[Opening EXERCISE MATERIALS section]
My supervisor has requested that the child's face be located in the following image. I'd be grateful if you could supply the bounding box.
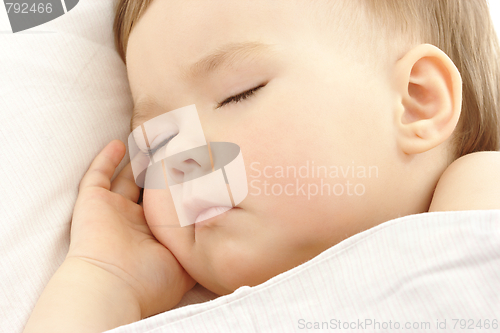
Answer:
[127,0,399,294]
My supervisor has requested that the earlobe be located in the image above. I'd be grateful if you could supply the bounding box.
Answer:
[393,44,462,155]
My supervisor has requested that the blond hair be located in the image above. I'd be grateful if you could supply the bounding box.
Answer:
[113,0,500,159]
[113,0,153,65]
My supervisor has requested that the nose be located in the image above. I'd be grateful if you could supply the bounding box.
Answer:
[164,145,213,186]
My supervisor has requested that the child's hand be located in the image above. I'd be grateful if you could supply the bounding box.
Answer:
[67,139,195,317]
[23,140,195,333]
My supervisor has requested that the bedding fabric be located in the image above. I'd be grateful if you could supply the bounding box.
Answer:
[0,2,132,332]
[105,210,500,333]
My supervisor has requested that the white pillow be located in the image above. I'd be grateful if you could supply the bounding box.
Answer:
[0,2,132,332]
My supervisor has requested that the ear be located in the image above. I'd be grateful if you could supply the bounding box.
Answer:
[392,44,462,155]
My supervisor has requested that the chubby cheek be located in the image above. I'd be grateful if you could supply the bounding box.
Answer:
[204,212,325,295]
[142,188,195,259]
[243,157,362,258]
[143,189,179,227]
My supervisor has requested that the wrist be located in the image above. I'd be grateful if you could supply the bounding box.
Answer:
[24,257,142,333]
[65,256,143,317]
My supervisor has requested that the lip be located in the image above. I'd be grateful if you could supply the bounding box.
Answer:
[180,177,240,226]
[194,207,239,229]
[182,195,214,223]
[195,206,232,223]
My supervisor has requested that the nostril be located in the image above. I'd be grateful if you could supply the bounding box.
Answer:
[168,168,184,185]
[172,168,184,177]
[184,158,201,167]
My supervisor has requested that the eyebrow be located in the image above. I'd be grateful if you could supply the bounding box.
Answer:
[130,41,275,130]
[181,41,275,80]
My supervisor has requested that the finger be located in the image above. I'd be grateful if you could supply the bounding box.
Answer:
[79,140,126,191]
[110,162,141,203]
[129,147,152,181]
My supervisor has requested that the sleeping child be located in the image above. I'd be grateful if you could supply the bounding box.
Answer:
[23,0,500,332]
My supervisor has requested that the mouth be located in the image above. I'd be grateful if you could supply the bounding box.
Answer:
[195,206,232,223]
[194,206,239,229]
[182,194,230,225]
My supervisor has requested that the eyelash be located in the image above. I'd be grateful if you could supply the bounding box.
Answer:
[216,83,266,109]
[140,84,265,154]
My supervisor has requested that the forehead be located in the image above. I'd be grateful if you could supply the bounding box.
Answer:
[127,1,316,82]
[127,0,292,65]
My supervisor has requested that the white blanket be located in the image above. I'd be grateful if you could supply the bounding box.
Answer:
[105,210,500,333]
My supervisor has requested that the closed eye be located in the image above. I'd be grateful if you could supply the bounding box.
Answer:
[216,83,266,109]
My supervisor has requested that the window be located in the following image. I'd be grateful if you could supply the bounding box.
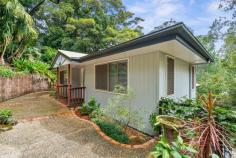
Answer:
[95,60,128,92]
[95,64,108,90]
[192,66,195,89]
[167,57,174,95]
[60,70,67,84]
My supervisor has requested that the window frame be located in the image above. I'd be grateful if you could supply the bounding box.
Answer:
[166,56,175,96]
[59,69,68,85]
[191,66,195,89]
[94,58,129,94]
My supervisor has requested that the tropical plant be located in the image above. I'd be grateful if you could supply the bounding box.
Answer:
[150,135,197,158]
[193,93,232,158]
[0,0,38,65]
[0,109,13,125]
[0,66,15,78]
[12,59,55,81]
[21,47,41,60]
[77,97,100,115]
[151,96,236,148]
[149,112,160,133]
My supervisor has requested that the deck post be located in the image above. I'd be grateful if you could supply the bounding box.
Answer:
[67,64,71,105]
[56,67,59,98]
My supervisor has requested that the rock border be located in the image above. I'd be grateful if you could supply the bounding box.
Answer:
[71,109,156,149]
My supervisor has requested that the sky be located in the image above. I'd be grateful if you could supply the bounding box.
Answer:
[123,0,228,35]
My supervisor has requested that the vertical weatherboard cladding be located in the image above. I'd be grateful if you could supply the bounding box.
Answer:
[84,51,159,134]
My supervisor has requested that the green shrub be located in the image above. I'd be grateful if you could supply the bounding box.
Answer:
[95,119,129,144]
[0,109,12,124]
[12,59,56,82]
[89,107,104,120]
[159,97,204,120]
[77,97,100,115]
[0,66,14,78]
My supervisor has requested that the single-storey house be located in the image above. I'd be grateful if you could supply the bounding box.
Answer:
[51,23,213,134]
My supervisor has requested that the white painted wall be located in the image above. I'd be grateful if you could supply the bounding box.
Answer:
[84,51,193,134]
[158,52,191,100]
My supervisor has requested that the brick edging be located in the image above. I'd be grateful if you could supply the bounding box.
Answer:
[71,109,156,149]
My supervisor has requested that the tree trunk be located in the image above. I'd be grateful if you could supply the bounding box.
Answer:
[0,42,7,65]
[0,55,5,65]
[8,39,25,63]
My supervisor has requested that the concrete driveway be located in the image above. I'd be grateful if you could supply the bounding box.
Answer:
[0,92,151,158]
[Closing EXERCISE MATERIALS section]
Find the lines in the entries above where "following" occurs, and copy each of them.

My supervisor has requested that the child's face be located in the following image. I'd be grateful if you could supply the bounding box.
My supervisor has requested that the window be located in the following image. I'd be grateful if you could supply the bounding box.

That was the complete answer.